▶ Stated task:
Render every line of the records below as a numbered list, leaving out any blank lines.

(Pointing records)

§ §

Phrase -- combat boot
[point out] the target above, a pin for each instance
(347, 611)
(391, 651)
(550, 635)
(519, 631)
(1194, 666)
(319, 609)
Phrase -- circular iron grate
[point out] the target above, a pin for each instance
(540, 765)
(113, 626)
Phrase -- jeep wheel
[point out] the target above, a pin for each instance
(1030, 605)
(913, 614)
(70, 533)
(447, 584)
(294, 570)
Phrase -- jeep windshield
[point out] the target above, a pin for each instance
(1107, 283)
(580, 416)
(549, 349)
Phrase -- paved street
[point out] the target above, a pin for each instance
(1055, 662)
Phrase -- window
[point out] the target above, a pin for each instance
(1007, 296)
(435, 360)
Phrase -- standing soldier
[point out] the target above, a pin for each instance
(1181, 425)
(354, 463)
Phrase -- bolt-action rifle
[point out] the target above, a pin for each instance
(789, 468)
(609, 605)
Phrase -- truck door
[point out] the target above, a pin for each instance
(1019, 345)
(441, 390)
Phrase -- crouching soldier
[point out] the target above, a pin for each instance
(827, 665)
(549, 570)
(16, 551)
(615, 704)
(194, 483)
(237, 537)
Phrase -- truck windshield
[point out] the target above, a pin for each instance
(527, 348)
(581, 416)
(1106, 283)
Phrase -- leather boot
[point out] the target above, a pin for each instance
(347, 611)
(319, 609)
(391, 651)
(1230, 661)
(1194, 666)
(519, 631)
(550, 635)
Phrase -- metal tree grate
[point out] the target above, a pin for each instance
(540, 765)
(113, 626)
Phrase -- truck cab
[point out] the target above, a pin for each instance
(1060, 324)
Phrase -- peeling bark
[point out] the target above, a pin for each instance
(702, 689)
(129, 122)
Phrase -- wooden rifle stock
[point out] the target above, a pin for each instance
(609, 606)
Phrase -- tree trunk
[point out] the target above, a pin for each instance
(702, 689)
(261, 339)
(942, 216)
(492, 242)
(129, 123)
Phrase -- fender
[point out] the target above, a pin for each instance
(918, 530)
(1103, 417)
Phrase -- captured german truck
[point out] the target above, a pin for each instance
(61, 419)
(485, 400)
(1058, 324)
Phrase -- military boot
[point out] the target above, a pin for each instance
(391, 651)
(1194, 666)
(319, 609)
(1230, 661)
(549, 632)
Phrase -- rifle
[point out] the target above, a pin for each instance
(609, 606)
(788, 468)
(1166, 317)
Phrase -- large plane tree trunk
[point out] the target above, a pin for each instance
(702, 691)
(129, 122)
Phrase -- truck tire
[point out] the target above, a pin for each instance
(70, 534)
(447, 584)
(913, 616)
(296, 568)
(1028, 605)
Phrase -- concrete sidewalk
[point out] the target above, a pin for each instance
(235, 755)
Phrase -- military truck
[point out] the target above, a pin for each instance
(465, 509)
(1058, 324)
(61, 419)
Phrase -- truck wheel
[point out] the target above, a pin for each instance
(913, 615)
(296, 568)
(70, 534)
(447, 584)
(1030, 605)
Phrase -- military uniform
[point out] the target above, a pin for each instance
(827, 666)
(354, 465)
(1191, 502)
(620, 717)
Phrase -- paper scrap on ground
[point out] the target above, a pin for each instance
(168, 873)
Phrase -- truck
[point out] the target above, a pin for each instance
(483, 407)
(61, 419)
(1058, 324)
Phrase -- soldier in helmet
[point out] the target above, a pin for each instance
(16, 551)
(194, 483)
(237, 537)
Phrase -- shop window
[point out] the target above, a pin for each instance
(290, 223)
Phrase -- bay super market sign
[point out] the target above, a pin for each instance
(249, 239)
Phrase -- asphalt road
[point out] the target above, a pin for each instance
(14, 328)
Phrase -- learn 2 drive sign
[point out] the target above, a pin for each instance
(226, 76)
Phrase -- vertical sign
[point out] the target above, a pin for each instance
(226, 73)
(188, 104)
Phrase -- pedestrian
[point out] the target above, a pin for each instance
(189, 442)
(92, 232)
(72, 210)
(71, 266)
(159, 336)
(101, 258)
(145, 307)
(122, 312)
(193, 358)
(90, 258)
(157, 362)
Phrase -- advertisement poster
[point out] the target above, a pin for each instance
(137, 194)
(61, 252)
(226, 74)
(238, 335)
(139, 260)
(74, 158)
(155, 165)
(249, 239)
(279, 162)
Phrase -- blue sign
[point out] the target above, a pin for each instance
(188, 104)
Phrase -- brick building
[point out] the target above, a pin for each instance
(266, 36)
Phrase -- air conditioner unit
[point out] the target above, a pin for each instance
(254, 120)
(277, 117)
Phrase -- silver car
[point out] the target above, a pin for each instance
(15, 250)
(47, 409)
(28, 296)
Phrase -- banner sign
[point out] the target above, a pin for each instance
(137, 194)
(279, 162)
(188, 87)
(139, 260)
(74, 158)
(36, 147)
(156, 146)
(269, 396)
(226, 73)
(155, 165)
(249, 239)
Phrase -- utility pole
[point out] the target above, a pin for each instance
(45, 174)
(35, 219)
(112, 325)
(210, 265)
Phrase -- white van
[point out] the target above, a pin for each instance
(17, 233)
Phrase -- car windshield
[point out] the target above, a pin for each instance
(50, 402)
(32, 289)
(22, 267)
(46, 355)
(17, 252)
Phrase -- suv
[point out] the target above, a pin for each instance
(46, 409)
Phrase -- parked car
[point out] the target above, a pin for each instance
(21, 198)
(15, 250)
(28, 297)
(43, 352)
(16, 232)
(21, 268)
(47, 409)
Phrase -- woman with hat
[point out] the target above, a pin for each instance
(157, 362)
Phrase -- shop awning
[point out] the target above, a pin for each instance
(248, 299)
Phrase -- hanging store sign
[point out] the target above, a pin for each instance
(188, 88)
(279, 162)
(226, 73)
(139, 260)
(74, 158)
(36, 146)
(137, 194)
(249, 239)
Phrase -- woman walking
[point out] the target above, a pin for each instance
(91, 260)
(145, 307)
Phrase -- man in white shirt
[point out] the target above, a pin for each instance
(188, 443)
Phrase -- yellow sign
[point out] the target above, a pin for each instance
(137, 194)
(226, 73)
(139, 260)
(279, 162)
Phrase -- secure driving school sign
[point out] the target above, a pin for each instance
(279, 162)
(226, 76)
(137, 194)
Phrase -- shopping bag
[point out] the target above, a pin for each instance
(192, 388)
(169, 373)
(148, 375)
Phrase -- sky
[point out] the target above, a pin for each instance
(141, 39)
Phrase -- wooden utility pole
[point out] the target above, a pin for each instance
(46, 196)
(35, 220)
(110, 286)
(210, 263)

§ §

▶ Written solution:
1. Phrase -- combat boot
2. [point out] the target above, a pin for each instance
3. (347, 611)
4. (391, 651)
5. (550, 635)
6. (519, 631)
7. (1194, 666)
8. (319, 609)
9. Phrase -- circular iron grate
10. [point out] the target above, a pin for each instance
11. (540, 765)
12. (113, 626)
13. Phrase -- jeep wheel
14. [point out] the target above, a pin for each instance
15. (1030, 605)
16. (913, 614)
17. (70, 533)
18. (447, 584)
19. (294, 570)
20. Phrase -- jeep windshield
21. [point out] the target above, a pin for each instance
22. (1107, 283)
23. (580, 416)
24. (549, 349)
25. Phrase -- paved street
26. [point out] the target above, a pin for each instance
27. (1055, 662)
28. Phrase -- window
29. [point out] the target above, a pin for each instance
30. (1007, 296)
31. (435, 360)
32. Phrase -- standing soldier
33. [point out] the target above, a pin for each instance
34. (1181, 425)
35. (354, 463)
36. Phrase -- bolt-action rifle
37. [point out] the target above, a pin for each instance
38. (789, 468)
39. (609, 605)
40. Phrase -- truck door
41. [point out] the target above, a pin for each instance
42. (1019, 345)
43. (441, 390)
44. Phrase -- crouching soldier
45. [point out] the target above, a pin for each instance
46. (827, 665)
47. (549, 570)
48. (16, 551)
49. (615, 704)
50. (194, 483)
51. (237, 537)
52. Phrase -- truck windshield
53. [point out] the target above, a pin for each instance
54. (527, 348)
55. (581, 416)
56. (1106, 283)
57. Phrase -- leather boot
58. [point out] the target above, a pin for each instance
59. (347, 611)
60. (319, 609)
61. (391, 651)
62. (1230, 661)
63. (1194, 666)
64. (519, 631)
65. (550, 635)
66. Phrase -- metal tree grate
67. [point out] the target above, a pin for each instance
68. (540, 765)
69. (113, 626)
70. Phrase -- truck cab
71. [point out] the target above, a pin for each instance
72. (1060, 324)
73. Phrase -- peeling bark
74. [point out] the target above, a pin for each instance
75. (702, 689)
76. (129, 122)
77. Phrase -- wooden rifle stock
78. [point out] the target above, a pin for each instance
79. (609, 606)
80. Phrase -- tree trunk
81. [point out] the target above, a pin for each instance
82. (702, 689)
83. (261, 339)
84. (942, 216)
85. (492, 242)
86. (129, 123)
87. Phrase -- fender
88. [point out] the target above, a pin for each instance
89. (918, 530)
90. (1103, 417)
91. Phrase -- captured german truck
92. [point out] the target above, a pin for each instance
93. (61, 419)
94. (485, 400)
95. (1058, 324)
96. Phrase -- military boot
97. [point out] the target above, a pin for each instance
98. (391, 651)
99. (1194, 666)
100. (319, 609)
101. (1230, 661)
102. (549, 632)
103. Phrase -- rifle
104. [point out] the target above, a pin for each instance
105. (609, 606)
106. (788, 468)
107. (1166, 317)
108. Phrase -- large plane tree trunk
109. [point out] the target above, a pin for each instance
110. (702, 691)
111. (129, 122)
112. Phrase -- truck tire
113. [point out] the target above, a pin for each instance
114. (70, 534)
115. (447, 584)
116. (913, 616)
117. (296, 568)
118. (1028, 605)
119. Phrase -- concrete sidewalk
120. [point out] the target above, a pin for each instance
121. (235, 755)
122. Phrase -- military truck
123. [point out] the target above, a pin for each instance
124. (465, 509)
125. (1058, 324)
126. (61, 419)
127. Phrase -- truck wheel
128. [point out] the target above, a pin for each instance
129. (913, 615)
130. (296, 568)
131. (70, 534)
132. (447, 584)
133. (1030, 605)
134. Phrase -- military uniform
135. [point out] the target above, a pin for each instance
136. (827, 666)
137. (354, 465)
138. (1191, 502)
139. (620, 717)
140. Phrase -- paper scrap on ground
141. [point out] the target above, a pin for each instance
142. (168, 873)
143. Phrase -- truck
144. [point out] the target above, a pin for each instance
145. (483, 407)
146. (61, 419)
147. (1058, 324)
148. Phrase -- soldier in helmet
149. [point out] the target above, a pin for each instance
150. (16, 551)
151. (194, 483)
152. (237, 537)
153. Phrase -- shop window
154. [point out] the target above, a pin for each instance
155. (290, 223)
156. Phrase -- bay super market sign
157. [point out] the target above, a pin for each instance
158. (249, 239)
159. Phrase -- asphalt road
160. [point out] the target above, a pin for each instance
161. (14, 328)
162. Phrase -- learn 2 drive sign
163. [point out] the target above, a pin for each instance
164. (226, 76)
165. Phrase -- vertical sign
166. [point out] the target above, a pin for each instance
167. (226, 73)
168. (188, 104)
169. Phrase -- pedestrian
170. [point out] the target above, a pin for each instance
171. (189, 442)
172. (92, 232)
173. (72, 210)
174. (71, 266)
175. (159, 336)
176. (101, 258)
177. (145, 307)
178. (122, 312)
179. (193, 358)
180. (90, 258)
181. (157, 362)
182. Phrase -- advertisement poster
183. [point out] the target above, a pin for each instance
184. (137, 194)
185. (61, 252)
186. (226, 74)
187. (238, 335)
188. (139, 260)
189. (74, 158)
190. (155, 165)
191. (249, 239)
192. (279, 162)
193. Phrase -- blue sign
194. [point out] the target above, a pin for each instance
195. (188, 104)
196. Phrase -- brick building
197. [point out] the target above, a pin for each instance
198. (266, 36)
199. Phrase -- air conditioner unit
200. [point out] the target above, a pin for each instance
201. (254, 120)
202. (277, 117)
203. Phrase -- silver car
204. [point out] the target above, a pin for each instance
205. (15, 250)
206. (47, 409)
207. (28, 296)
208. Phrase -- banner sign
209. [point out] the target above, a pin for each instance
210. (137, 194)
211. (279, 162)
212. (188, 87)
213. (139, 260)
214. (74, 158)
215. (36, 147)
216. (156, 146)
217. (269, 396)
218. (226, 73)
219. (155, 165)
220. (249, 239)
221. Phrase -- utility pole
222. [point out] the target above, a pin for each instance
223. (45, 174)
224. (35, 219)
225. (112, 325)
226. (210, 265)
227. Phrase -- white van
228. [point out] the target above, a pin for each instance
229. (17, 233)
230. Phrase -- car windshield
231. [point out] the target above, a pin for each instance
232. (50, 402)
233. (32, 289)
234. (22, 267)
235. (46, 355)
236. (17, 252)
237. Phrase -- suv
238. [point out] the target above, a pin for each instance
239. (46, 409)
240. Phrase -- parked car
241. [point out] the target above, a pin for each instance
242. (21, 198)
243. (15, 250)
244. (28, 297)
245. (43, 352)
246. (16, 232)
247. (21, 268)
248. (47, 409)
249. Phrase -- woman with hat
250. [point out] the target above, a pin for each instance
251. (157, 362)
252. Phrase -- shop awning
253. [point out] the target above, a pin for each instance
254. (248, 299)
255. Phrase -- hanging store sign
256. [point out] the target above, a pin for each instance
257. (188, 88)
258. (279, 162)
259. (226, 73)
260. (139, 260)
261. (74, 158)
262. (36, 146)
263. (137, 194)
264. (249, 239)
265. Phrase -- woman walking
266. [point out] the target above, a pin for each instance
267. (91, 260)
268. (145, 307)
269. Phrase -- man in white shirt
270. [point out] the target above, a pin for each instance
271. (188, 443)
272. Phrase -- yellow sign
273. [point out] the target above, a pin for each instance
274. (137, 194)
275. (226, 73)
276. (139, 260)
277. (279, 162)
278. Phrase -- secure driving school sign
279. [point out] the target above, a pin for each instance
280. (279, 162)
281. (226, 76)
282. (137, 194)
283. Phrase -- shopping bag
284. [point out] the target above, a pin for each instance
285. (192, 388)
286. (169, 373)
287. (148, 375)
288. Phrase -- sky
289. [point out] the target above, a pin for each instance
290. (141, 39)
291. Phrase -- wooden utility pole
292. [point out] the target above, a pin for each instance
293. (46, 196)
294. (35, 220)
295. (110, 286)
296. (210, 263)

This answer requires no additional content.